## REQUIREMENTS
State the number of lines in the rows below that contain the string "railing". Reply with the number alone.

## RECORDED INFORMATION
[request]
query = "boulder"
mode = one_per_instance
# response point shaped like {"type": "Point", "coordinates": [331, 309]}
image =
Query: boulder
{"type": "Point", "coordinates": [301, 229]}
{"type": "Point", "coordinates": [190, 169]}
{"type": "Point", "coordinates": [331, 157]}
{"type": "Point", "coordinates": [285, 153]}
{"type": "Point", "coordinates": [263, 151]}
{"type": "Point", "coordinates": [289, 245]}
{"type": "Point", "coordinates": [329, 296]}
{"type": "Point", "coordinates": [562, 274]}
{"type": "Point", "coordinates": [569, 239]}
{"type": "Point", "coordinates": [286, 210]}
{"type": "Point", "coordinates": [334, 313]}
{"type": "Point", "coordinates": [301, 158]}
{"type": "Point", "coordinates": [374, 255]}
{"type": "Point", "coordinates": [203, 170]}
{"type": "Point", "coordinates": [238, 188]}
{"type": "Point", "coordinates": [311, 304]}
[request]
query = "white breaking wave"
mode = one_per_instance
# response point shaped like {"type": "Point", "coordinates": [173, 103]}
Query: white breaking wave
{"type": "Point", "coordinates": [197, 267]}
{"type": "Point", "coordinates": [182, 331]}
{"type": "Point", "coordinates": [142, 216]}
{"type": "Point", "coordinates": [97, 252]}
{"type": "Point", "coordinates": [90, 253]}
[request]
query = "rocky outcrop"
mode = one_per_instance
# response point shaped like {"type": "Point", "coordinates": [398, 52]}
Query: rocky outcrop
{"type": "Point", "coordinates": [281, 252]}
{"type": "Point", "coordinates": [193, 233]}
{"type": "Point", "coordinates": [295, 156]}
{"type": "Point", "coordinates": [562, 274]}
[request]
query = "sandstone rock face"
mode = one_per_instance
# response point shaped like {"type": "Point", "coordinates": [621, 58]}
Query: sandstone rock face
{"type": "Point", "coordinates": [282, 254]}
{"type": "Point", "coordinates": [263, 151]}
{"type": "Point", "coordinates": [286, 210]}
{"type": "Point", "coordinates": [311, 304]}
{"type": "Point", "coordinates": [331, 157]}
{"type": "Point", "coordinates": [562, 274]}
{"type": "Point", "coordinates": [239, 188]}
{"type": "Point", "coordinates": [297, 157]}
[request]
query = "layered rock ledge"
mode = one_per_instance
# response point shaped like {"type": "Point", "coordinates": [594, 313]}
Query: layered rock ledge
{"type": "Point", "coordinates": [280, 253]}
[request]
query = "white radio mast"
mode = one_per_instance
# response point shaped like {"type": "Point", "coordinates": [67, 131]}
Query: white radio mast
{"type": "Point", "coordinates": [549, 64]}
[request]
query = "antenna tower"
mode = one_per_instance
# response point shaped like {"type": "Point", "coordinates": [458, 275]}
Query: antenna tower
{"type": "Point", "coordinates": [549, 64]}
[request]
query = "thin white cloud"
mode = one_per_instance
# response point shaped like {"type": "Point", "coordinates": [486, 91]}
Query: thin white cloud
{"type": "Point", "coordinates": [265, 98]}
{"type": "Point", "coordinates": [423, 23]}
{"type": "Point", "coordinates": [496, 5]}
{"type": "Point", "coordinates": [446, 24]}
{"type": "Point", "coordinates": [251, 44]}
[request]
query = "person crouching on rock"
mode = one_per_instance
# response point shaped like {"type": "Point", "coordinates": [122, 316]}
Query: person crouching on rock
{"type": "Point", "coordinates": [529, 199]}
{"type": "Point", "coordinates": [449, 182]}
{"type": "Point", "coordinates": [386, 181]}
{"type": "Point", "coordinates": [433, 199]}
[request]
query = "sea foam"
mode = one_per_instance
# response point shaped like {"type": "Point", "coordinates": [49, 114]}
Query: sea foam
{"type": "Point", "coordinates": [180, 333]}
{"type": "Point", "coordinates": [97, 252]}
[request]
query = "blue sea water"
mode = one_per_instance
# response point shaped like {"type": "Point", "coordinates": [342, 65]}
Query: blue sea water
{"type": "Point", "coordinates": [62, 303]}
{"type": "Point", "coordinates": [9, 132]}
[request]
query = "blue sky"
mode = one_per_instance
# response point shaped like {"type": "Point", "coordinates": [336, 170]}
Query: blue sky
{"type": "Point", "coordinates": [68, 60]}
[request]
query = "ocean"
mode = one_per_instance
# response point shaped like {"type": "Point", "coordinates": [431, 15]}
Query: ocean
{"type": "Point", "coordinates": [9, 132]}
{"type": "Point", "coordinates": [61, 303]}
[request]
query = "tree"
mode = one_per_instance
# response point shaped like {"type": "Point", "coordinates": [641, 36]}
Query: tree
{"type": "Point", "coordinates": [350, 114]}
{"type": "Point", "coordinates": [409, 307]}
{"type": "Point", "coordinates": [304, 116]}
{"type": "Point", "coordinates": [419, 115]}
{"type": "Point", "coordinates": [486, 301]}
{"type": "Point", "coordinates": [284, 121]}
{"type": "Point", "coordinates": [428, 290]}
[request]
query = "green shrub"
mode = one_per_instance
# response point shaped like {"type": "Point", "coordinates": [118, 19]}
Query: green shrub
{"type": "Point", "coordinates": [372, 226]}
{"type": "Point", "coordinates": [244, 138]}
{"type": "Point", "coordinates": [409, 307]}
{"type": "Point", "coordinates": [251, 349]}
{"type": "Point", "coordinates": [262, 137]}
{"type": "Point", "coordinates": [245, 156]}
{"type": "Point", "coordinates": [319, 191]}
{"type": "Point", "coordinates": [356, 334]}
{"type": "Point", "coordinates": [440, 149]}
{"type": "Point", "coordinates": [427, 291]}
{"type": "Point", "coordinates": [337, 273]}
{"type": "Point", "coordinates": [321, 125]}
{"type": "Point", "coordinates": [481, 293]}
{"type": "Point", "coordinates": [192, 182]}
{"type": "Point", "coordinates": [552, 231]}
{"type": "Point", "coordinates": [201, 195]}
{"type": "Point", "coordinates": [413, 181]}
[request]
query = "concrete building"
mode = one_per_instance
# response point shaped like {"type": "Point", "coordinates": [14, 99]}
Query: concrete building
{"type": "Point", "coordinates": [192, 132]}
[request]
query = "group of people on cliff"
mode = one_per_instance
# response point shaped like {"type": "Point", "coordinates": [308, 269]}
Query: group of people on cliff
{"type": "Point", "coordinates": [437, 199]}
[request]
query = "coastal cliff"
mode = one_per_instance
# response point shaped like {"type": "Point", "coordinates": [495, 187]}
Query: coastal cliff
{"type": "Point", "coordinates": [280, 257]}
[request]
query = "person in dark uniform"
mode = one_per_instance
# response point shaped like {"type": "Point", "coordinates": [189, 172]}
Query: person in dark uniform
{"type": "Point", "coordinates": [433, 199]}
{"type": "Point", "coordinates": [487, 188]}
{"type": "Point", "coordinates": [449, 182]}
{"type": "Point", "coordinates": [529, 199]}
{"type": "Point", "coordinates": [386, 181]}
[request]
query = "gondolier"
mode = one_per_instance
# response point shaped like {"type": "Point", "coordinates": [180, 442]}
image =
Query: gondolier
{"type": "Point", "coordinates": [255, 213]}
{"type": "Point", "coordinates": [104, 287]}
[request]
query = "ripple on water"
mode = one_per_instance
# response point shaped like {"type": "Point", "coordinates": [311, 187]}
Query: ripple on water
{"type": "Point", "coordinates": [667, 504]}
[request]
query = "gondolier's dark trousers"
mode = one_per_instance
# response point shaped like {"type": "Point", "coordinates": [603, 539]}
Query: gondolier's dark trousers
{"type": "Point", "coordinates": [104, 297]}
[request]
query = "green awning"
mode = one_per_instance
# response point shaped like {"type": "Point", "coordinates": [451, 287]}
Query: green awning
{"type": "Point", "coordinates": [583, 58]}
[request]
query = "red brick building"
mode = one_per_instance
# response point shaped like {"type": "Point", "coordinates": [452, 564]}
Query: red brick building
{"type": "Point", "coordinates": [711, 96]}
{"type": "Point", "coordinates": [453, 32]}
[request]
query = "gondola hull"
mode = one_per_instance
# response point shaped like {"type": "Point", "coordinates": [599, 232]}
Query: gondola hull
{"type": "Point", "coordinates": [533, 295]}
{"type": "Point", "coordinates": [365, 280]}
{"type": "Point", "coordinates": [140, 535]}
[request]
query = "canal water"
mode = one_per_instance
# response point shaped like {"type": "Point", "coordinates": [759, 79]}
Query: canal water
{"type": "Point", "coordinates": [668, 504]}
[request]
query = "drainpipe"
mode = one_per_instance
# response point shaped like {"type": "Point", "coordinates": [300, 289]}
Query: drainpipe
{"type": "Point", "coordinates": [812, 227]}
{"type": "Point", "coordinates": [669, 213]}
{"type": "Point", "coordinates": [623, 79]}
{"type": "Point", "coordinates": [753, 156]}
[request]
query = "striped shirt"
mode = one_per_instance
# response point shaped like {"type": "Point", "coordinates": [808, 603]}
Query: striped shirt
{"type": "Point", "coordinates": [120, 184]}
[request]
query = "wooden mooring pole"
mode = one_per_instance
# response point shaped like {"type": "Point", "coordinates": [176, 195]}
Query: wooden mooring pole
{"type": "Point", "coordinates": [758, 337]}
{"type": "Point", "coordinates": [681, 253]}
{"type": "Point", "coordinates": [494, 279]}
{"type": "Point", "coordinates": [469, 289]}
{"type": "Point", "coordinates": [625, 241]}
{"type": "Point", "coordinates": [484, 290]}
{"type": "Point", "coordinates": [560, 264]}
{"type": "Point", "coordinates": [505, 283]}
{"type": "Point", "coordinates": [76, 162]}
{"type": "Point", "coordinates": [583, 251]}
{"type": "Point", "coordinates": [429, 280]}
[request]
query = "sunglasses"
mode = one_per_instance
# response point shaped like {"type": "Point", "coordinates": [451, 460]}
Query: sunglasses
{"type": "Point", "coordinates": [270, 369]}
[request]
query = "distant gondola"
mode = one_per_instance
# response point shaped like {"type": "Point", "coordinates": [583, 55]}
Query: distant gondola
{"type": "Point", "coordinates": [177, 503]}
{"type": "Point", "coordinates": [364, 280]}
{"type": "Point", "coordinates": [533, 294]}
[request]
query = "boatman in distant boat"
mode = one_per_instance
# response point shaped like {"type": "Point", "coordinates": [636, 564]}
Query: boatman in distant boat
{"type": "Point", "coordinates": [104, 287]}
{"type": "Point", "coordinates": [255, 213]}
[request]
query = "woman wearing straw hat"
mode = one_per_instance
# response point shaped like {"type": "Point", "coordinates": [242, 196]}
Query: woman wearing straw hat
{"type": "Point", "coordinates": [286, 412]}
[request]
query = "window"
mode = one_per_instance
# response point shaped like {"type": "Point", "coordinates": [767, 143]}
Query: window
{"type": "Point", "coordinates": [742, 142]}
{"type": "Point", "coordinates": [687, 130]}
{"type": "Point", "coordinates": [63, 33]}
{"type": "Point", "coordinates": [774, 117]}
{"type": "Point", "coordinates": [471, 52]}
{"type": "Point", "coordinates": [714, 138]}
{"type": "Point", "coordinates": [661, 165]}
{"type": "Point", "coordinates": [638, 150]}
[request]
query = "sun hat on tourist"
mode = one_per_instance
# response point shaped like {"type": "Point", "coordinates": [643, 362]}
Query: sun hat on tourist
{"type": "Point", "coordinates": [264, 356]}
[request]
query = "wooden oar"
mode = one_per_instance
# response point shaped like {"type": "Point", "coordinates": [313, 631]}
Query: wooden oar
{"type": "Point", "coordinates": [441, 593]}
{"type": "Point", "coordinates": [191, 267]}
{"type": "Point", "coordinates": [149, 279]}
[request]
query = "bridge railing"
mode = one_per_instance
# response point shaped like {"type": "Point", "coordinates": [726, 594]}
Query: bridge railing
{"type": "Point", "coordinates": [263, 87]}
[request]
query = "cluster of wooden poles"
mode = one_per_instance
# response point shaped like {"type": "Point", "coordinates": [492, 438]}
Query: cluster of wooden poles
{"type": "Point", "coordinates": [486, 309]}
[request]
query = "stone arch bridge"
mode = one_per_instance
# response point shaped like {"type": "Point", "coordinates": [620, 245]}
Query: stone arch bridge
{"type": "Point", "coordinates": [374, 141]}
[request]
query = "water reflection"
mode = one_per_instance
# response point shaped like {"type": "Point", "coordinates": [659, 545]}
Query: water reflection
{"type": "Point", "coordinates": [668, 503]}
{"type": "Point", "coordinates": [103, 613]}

## EXERCISE SOLUTION
2